Görev tanımı:
Sendika platformunun toplantısını anlatan aşağıdaki metne göre İSŞP hangi meydanda bir araya geldi?

İncelenecek metin:
Bakırköy Özgürlük Meydanı'nda bir araya gelen İstanbul İşçi Sendikaları Şubeler Platformu (İSŞP),  "Kıdem tazminatımızın gaspına karşı 15-16 Haziran ruhuyla direneceğiz" dedi.

15-16 Haziran Büyük İşçi Direnişinin 50. yıl dönümü nedeniyle bir araya gelen İSŞP'nin toplanma nedeni anma olsada, gündem: tamamlayıcı emeklilik adı altında kıdem tazminatını patronların sorumluluğundan çıkarıp, fona devredilmesine yönelik iktidar politikasıydı.

İŞÇİLERİN EN TEMEL HAKLARINA SALDIRIYORLAR

Belediye-İş İstanbul 2 No’lu Şube Başkanı Erol Özdemir, salgının fırsata çevrildiğini ifade ederek; "Covid-19’a karşı; 'çalışması zorunlu alanlar dışında iş yerleri çalışmalarına ara versin, işten atmalar yasaklansın ve ücretli izin uygulansın, yaygın test yapılsın ve kişisel koruyucu ekipmanlar herkese ücretsiz sağlansın' gibi talepler görmezden gelindiği gibi yeni çalışma modellerini gündeme sokuyor, kıdem tazminatı gibi işçilerin en temel haklarına saldırıyorlar" dedi.

Veri bölümü:

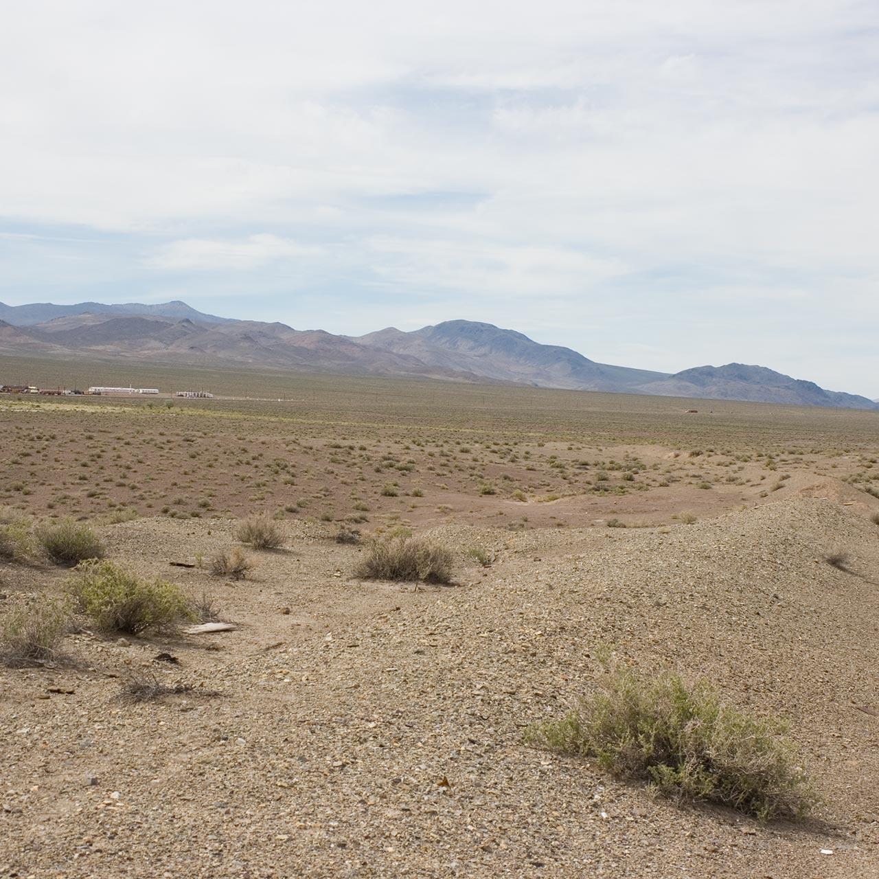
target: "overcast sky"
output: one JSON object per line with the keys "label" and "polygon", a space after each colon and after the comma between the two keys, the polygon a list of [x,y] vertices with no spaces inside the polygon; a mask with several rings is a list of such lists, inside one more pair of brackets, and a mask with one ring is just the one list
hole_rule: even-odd
{"label": "overcast sky", "polygon": [[7,4],[0,300],[879,397],[877,73],[875,0]]}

Alıştırmanın cevabı:
Bakırköy Özgürlük Meydanı'nda.